• Task details
Your reply should consist of the entries, copied exactly and stripped of images.

Point localization data:
═══

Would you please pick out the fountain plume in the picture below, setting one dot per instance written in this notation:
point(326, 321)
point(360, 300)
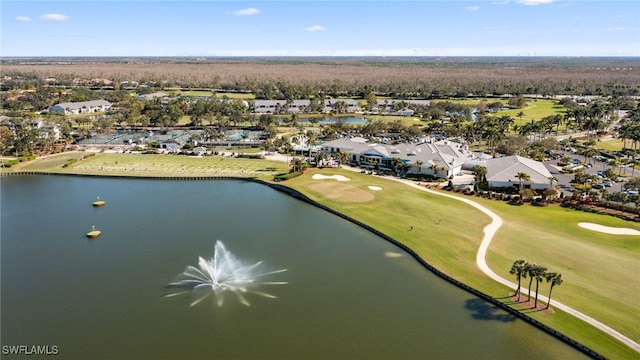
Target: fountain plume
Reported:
point(222, 274)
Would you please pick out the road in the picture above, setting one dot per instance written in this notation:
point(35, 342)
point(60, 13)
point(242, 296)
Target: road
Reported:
point(489, 232)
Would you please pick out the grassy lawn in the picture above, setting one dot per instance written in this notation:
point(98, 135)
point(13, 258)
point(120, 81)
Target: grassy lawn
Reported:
point(157, 165)
point(599, 270)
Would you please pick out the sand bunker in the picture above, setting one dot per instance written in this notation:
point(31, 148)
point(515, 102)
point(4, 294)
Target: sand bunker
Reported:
point(337, 177)
point(608, 229)
point(342, 192)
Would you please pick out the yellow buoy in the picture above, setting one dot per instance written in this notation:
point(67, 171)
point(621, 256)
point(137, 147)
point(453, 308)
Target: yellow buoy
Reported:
point(94, 233)
point(99, 202)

═══

• Output of the task
Would you please pick out the fountain plume in the picture below, setting one dot per instance written in this notation:
point(326, 321)
point(360, 300)
Target: fountain plume
Reported:
point(222, 274)
Would you please pick out the road in the picture above, setting one dot per instance written in this notation:
point(35, 342)
point(60, 13)
point(242, 296)
Target: road
Reported:
point(489, 232)
Would you please pick out the grassy lawn in the picture above, setting one dot per instance written in this notation:
point(98, 135)
point(13, 258)
point(120, 81)
Target: grassy lawn
Reported:
point(157, 165)
point(599, 270)
Would you please pick out the sand bunker in the picture above, setting one dot per instance written in this notation:
point(31, 148)
point(515, 102)
point(4, 294)
Target: sand bunker
Reported:
point(337, 177)
point(608, 229)
point(342, 192)
Would you please pick out the yellow buoy in the picture above, setting one dot per instance written in this notation:
point(67, 171)
point(621, 256)
point(137, 147)
point(453, 308)
Target: yellow buoy
Reported:
point(94, 233)
point(99, 202)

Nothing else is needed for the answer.